DIRECTIONS:
Copy every row below word for word, leaving out any picture.

RECORDS FOR THE TASK:
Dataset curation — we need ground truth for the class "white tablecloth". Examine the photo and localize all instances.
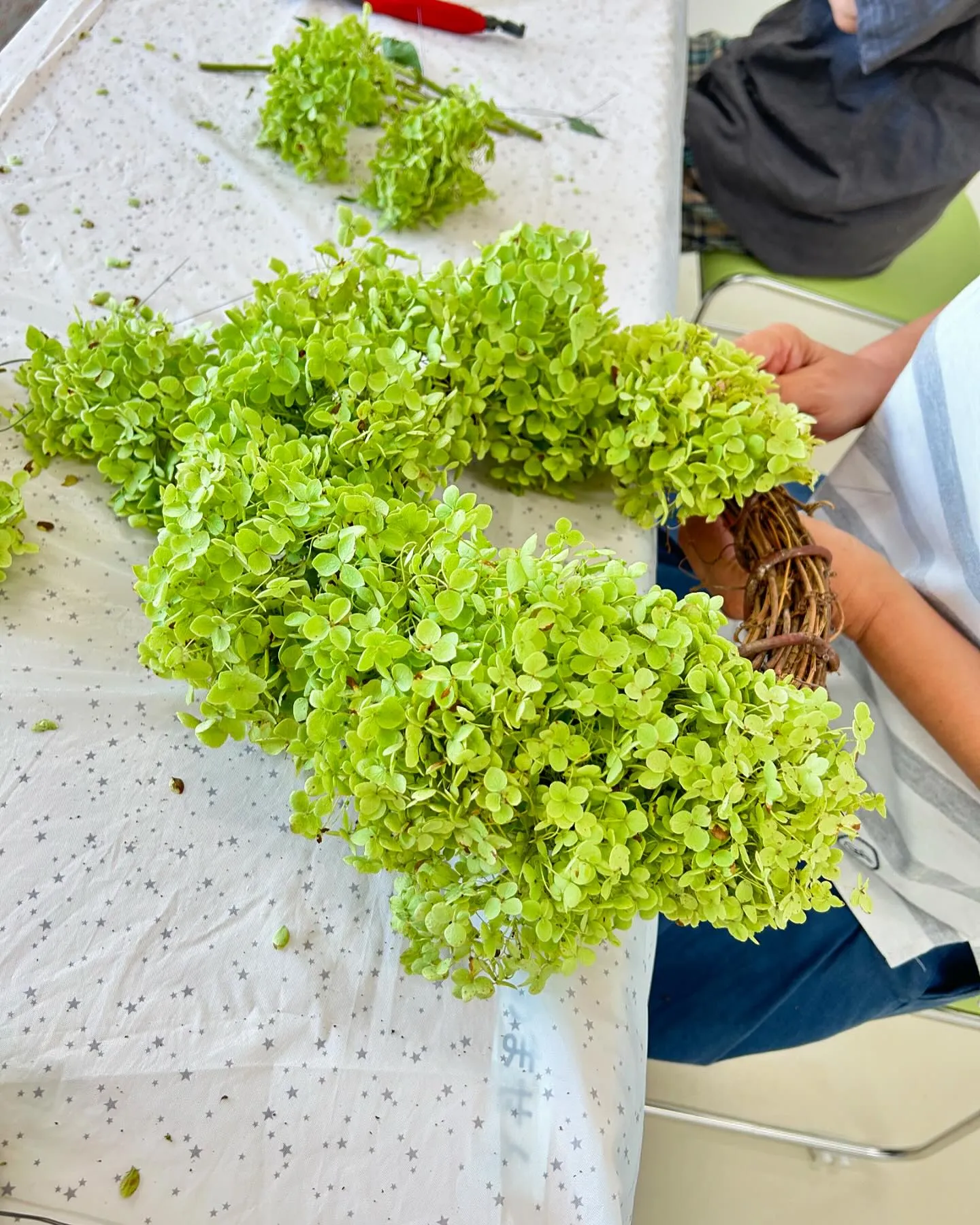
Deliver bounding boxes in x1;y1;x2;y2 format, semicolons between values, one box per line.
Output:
0;0;683;1225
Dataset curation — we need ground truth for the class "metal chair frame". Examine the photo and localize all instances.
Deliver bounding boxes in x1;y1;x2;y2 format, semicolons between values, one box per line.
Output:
695;272;902;329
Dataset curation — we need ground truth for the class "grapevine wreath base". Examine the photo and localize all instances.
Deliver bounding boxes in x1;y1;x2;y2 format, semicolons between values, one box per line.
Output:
1;211;881;998
726;487;843;689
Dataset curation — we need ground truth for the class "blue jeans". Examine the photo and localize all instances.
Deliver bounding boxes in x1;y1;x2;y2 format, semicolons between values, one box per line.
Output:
647;512;980;1063
647;906;980;1063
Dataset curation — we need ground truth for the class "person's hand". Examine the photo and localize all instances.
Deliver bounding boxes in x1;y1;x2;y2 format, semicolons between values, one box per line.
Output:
679;517;893;644
830;0;858;34
738;323;892;442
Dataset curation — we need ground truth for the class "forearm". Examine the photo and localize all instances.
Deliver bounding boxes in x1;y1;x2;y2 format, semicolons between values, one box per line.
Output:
858;308;942;399
845;566;980;787
806;518;980;787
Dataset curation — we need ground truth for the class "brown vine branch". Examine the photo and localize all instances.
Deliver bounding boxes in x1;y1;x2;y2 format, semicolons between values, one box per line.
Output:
725;487;843;689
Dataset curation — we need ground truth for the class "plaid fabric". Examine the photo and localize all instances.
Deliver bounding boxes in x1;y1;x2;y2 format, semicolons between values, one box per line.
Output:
681;29;745;251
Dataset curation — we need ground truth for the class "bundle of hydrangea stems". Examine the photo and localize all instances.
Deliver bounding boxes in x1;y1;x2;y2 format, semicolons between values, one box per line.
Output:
3;212;881;1000
199;5;544;229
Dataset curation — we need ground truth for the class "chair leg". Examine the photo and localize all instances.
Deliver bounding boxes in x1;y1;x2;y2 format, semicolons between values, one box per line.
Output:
915;1008;980;1029
643;1101;980;1161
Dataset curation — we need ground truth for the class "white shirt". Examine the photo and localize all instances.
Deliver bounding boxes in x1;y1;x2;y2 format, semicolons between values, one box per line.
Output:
819;280;980;965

OUTPUT:
Dataset curation — we need ground truth for the class "white tablecloth". Examine the photo and localize all instances.
Deliver bounding boxes in x1;y1;x2;y2 format, semicolons between values, one box per line.
Output:
0;0;683;1225
Dataset curation — we need ground truth for the class "metal chair frame". Examine the photo and localize all instances.
Deliver bounding boxes in x1;y1;x2;y2 format, semicolons between values, one box per line.
Output:
695;272;902;329
Dataset curation — we need ground truth for the class "grapevine wreath base". Examine the photo and localize all instances.
Deliver bounding boxes in x1;y1;x2;y2 format, semicolons between values, one box per line.
Output:
1;211;881;998
726;487;843;689
Dataset curation — we need ground truth for the class "blue jeans". Examine the photo and localize all instances.
Deliver bounding boxes in x1;y1;x2;y2 format, semicolons between values, one box per line.
Output:
647;512;980;1063
647;906;980;1063
Dataset curation — we need ground truth for the class "person's hand". Examine the photo and localize all instances.
Deliver bounding boxes in x1;y1;x2;y2 format, semicolons between values, one box per line.
Output:
679;517;893;644
830;0;858;34
738;323;892;442
Dataset curation — we need ground truth for the class "forearm". Examine the photo and localize all instances.
Deliver bounding boxes in x1;y1;x2;y2 format, semicolons between values, one box per line.
Output:
858;308;942;399
845;566;980;787
806;518;980;787
Dataset curation — we need ground truth for the class "brown vine branch". Examine the photo and localize all instances.
Deliver bounding boxes in x1;y1;x2;y2 format, semicolons between values, one box per line.
Output:
725;487;843;689
Dataset curation — we need ground truth for the class "plaid fabric". Examine the photo and localize all instances.
Deliver bounding boxes in x1;y1;x2;y2 format, semicolons between values, one box per line.
Output:
681;29;745;251
Dataset curation — we need ground truth for the class "bundle of hydrangea stems". Examine the photo and localize all instances.
Deliver bounding boxes in x1;y1;x2;y2 format, semicolons between values, one box per line.
Output:
3;212;881;1000
199;5;544;229
Dataset curation — we need ground truth for the class "chair leg". Examine the photo and localize all instances.
Deliver bounding boxes in x1;y1;x2;y2 format, semicolons between values, one box per line.
Output:
915;1008;980;1029
643;1101;980;1161
Dataset curation — we need ground truth for the class "white shirt". Examine the photo and localize all instances.
Deliver bounding boxes in x1;y1;x2;y2 format, semicolons between values, one box per line.
Output:
819;280;980;965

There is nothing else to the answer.